▶ **What is asked**: Present the entries below as a Markdown table with the columns Row and Entry line, starting with the line containing "Query: wooden closet door" and continuing through the end of the entries. Leave out blank lines and the pictures.

═══ Input ═══

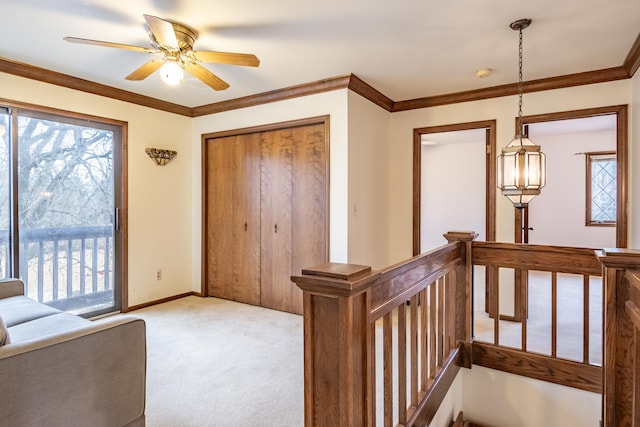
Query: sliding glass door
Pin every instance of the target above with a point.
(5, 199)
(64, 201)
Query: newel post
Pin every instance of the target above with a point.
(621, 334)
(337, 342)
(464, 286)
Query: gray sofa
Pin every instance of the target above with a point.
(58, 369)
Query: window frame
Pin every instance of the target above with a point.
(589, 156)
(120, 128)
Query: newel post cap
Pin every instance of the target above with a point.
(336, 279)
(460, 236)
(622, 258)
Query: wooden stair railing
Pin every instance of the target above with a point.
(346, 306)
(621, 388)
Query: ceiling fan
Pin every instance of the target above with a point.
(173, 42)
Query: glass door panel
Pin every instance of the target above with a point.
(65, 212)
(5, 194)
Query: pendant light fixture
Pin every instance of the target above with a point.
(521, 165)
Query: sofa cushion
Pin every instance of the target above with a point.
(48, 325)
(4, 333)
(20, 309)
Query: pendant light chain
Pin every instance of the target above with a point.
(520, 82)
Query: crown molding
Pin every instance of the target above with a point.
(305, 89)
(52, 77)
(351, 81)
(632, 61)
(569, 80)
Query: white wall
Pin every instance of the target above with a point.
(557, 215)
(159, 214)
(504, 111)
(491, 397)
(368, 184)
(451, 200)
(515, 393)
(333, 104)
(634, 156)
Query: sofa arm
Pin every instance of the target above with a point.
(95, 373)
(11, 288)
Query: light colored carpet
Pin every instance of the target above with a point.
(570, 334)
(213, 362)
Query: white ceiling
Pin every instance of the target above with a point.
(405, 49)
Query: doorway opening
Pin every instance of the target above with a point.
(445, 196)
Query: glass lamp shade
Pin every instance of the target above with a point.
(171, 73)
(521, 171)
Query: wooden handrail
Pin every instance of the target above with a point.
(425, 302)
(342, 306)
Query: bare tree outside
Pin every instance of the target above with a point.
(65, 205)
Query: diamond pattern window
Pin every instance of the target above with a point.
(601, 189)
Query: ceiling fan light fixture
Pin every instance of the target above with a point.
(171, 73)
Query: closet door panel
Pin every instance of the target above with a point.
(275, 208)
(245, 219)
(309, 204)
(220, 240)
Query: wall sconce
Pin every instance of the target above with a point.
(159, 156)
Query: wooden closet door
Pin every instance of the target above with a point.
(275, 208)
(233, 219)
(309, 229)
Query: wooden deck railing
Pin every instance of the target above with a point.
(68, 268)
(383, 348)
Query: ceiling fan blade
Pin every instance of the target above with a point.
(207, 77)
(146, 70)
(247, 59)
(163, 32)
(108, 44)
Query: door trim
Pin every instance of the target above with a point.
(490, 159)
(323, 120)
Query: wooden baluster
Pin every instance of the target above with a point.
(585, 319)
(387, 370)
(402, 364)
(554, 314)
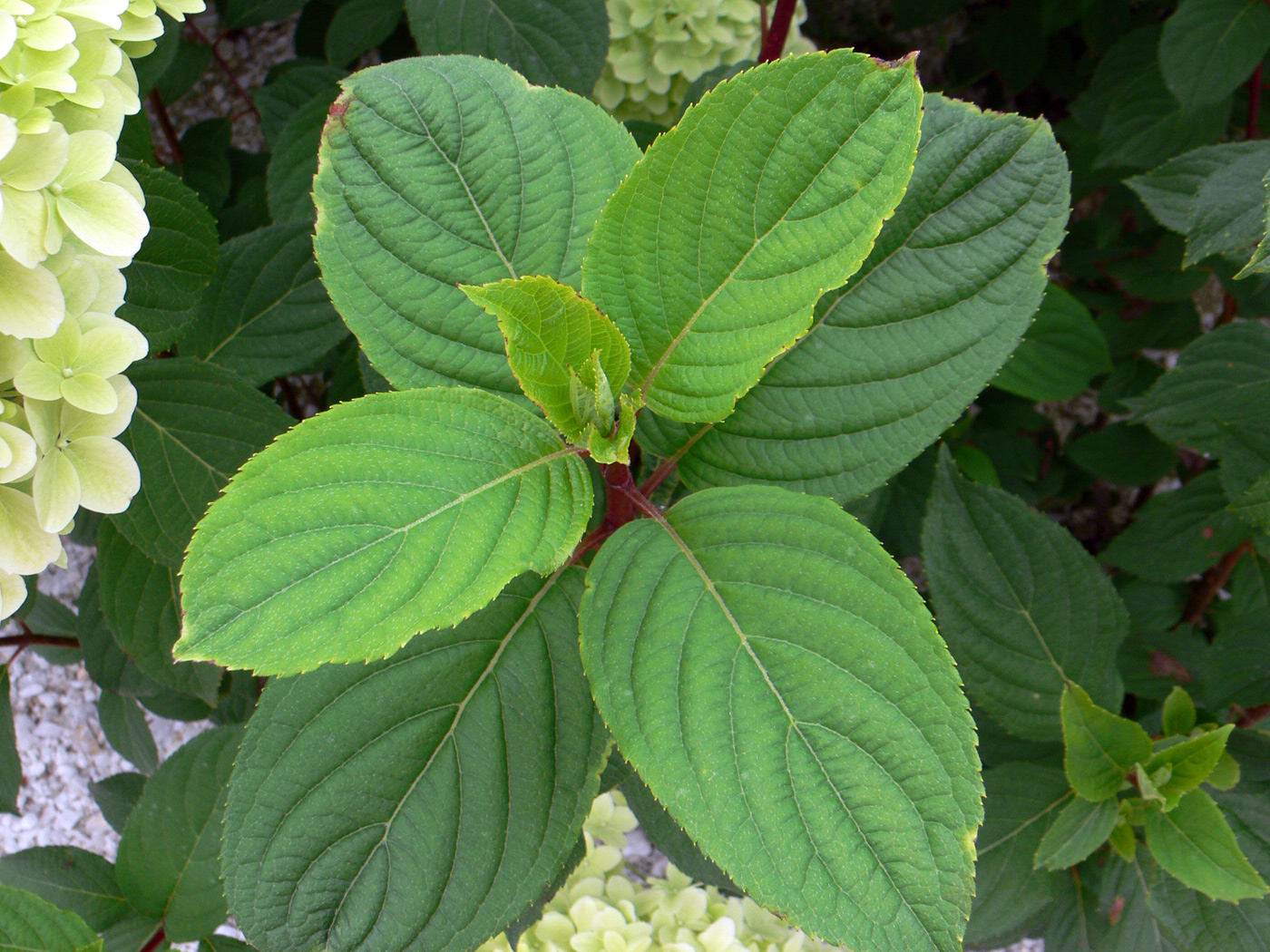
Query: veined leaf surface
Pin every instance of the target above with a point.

═══

▶ **The solution**:
| Row | Entry line |
|---|---|
| 1 | Query: wooden closet door |
| 2 | Pin every instance of the target above with a point. |
| 3 | (275, 208) |
| 4 | (233, 219) |
| 5 | (309, 229) |
| 6 | Query: wooden deck railing |
| 7 | Pin every instance of the target above with a point. |
| 8 | (68, 268) |
| 9 | (383, 348) |
| 10 | Query: ceiling fan blade |
| 11 | Pin every instance of the target above with a point. |
| 12 | (207, 77) |
| 13 | (146, 70) |
| 14 | (247, 59) |
| 15 | (163, 32) |
| 16 | (108, 44) |
| 17 | Query: door trim |
| 18 | Pin every instance of the target above with a point. |
| 19 | (490, 159) |
| 20 | (323, 120) |
| 21 | Query: wooden baluster |
| 22 | Pin every instance of the target above with a point. |
| 23 | (585, 319) |
| 24 | (387, 370) |
| 25 | (402, 364) |
| 26 | (554, 314) |
| 27 | Query: veined leaf surface |
| 28 | Pin every instance of the target above with a point. |